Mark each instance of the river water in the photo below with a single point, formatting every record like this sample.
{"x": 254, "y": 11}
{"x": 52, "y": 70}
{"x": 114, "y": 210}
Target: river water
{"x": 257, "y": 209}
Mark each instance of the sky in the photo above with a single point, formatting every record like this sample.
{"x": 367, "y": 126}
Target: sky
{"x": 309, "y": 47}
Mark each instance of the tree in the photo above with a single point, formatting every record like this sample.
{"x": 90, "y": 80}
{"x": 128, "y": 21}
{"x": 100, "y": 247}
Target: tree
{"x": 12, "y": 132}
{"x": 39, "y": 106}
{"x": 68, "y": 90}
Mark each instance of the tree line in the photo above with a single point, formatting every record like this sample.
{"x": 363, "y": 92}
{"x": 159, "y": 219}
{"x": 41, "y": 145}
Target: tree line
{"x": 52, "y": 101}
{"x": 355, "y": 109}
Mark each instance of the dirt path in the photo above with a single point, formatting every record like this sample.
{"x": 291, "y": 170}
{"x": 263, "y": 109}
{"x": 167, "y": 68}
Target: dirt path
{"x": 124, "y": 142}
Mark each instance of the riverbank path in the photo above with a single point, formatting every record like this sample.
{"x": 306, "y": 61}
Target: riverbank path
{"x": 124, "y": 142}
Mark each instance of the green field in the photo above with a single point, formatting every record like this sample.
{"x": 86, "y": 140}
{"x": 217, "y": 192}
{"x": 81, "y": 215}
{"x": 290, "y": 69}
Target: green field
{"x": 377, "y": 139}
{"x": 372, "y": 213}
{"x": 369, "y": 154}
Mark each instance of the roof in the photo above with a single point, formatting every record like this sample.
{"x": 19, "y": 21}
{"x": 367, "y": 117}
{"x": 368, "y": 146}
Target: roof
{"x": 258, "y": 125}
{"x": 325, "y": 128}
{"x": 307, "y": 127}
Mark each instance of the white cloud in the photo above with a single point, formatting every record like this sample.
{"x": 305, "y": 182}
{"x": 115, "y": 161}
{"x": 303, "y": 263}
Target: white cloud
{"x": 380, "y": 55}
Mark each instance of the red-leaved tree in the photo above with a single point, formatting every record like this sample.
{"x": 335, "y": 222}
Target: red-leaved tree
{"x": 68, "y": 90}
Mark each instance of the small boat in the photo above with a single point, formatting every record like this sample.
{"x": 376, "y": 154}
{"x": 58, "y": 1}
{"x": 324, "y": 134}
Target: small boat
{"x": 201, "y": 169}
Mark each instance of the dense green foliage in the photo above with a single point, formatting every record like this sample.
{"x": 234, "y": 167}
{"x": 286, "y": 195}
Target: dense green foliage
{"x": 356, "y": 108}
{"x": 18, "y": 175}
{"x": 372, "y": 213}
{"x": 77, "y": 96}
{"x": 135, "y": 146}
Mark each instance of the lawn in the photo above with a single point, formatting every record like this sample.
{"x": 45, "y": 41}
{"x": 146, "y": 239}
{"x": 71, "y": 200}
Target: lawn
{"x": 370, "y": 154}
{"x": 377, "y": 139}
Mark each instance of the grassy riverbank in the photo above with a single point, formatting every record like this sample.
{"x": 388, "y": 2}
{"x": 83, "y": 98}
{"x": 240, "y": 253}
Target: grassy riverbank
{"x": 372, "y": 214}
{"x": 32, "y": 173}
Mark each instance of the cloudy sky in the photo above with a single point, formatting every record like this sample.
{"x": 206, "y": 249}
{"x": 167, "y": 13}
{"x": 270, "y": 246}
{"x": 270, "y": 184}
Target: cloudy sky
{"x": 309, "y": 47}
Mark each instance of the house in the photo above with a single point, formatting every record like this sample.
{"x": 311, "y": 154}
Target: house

▶ _OBJECTIVE_: Extract all of the data above without altering anything.

▶ _PROBLEM SOLUTION_:
Mark each instance of the river water in the photo below with a single point, formatting every record like this sample.
{"x": 254, "y": 11}
{"x": 52, "y": 70}
{"x": 114, "y": 210}
Target: river water
{"x": 257, "y": 209}
Mark each instance of the sky in the photo above with a single point, formatting every record like this sample.
{"x": 367, "y": 126}
Target: sky
{"x": 309, "y": 47}
Mark each instance of the tree in the photo above with a single point, formatting every record like this sample.
{"x": 90, "y": 80}
{"x": 128, "y": 21}
{"x": 100, "y": 247}
Target: tree
{"x": 12, "y": 132}
{"x": 39, "y": 106}
{"x": 68, "y": 90}
Mark each instance of the tree line in the photo above with a single point, formatting every record like this sample.
{"x": 363, "y": 92}
{"x": 159, "y": 219}
{"x": 41, "y": 145}
Target: tree line
{"x": 52, "y": 101}
{"x": 355, "y": 109}
Mark each instance of the dirt path in the photo above with a single point, formatting every record like this sample.
{"x": 291, "y": 170}
{"x": 263, "y": 109}
{"x": 167, "y": 68}
Target: dirt path
{"x": 124, "y": 142}
Mark each instance of the riverbank path in the photo above with a single point, formatting every record like this sample.
{"x": 306, "y": 61}
Target: riverbank path
{"x": 124, "y": 142}
Mark each instance of the green field in the photo above with a single point, formatting every record like this sample.
{"x": 86, "y": 140}
{"x": 217, "y": 192}
{"x": 81, "y": 215}
{"x": 290, "y": 69}
Target: green field
{"x": 377, "y": 139}
{"x": 372, "y": 213}
{"x": 369, "y": 154}
Mark each instance of the roof in the photo above with a single point, formatting every record like this sample.
{"x": 19, "y": 21}
{"x": 367, "y": 117}
{"x": 368, "y": 146}
Target: roof
{"x": 258, "y": 125}
{"x": 325, "y": 128}
{"x": 307, "y": 127}
Mark each instance of the white cloud in the photo above with a single point, formatting every record like this sample.
{"x": 305, "y": 182}
{"x": 115, "y": 161}
{"x": 303, "y": 263}
Target: white cloud
{"x": 380, "y": 55}
Mark each instance of the red-leaved tree in the photo above with a single point, formatting every record like this sample.
{"x": 335, "y": 222}
Target: red-leaved tree
{"x": 68, "y": 90}
Mark each instance of the small boat in the photo above with a single point, formatting every record like this sample.
{"x": 376, "y": 154}
{"x": 58, "y": 1}
{"x": 324, "y": 134}
Target: small boat
{"x": 201, "y": 169}
Mark each instance of the dense green foliage in the photo above with a single point, formatting every record like this sample.
{"x": 234, "y": 167}
{"x": 286, "y": 195}
Target: dense green foliage
{"x": 356, "y": 108}
{"x": 18, "y": 175}
{"x": 372, "y": 213}
{"x": 77, "y": 96}
{"x": 135, "y": 146}
Mark each instance of the lawn in the photo above with a single point, formatting every record like this sample.
{"x": 45, "y": 41}
{"x": 146, "y": 239}
{"x": 71, "y": 200}
Target: lawn
{"x": 370, "y": 154}
{"x": 377, "y": 139}
Mark each instance of the grassy riverbank in the photo above with a single point, formatting every record like this sample.
{"x": 388, "y": 2}
{"x": 83, "y": 98}
{"x": 240, "y": 253}
Target: grassy riverbank
{"x": 372, "y": 214}
{"x": 32, "y": 173}
Mark each instance of the cloudy sky in the photo above with a single point, formatting every record like this sample.
{"x": 206, "y": 249}
{"x": 167, "y": 13}
{"x": 270, "y": 246}
{"x": 270, "y": 184}
Target: cloudy sky
{"x": 309, "y": 47}
Mark each instance of the house in the photo above with a single point, formatting every record like this sample.
{"x": 311, "y": 154}
Target: house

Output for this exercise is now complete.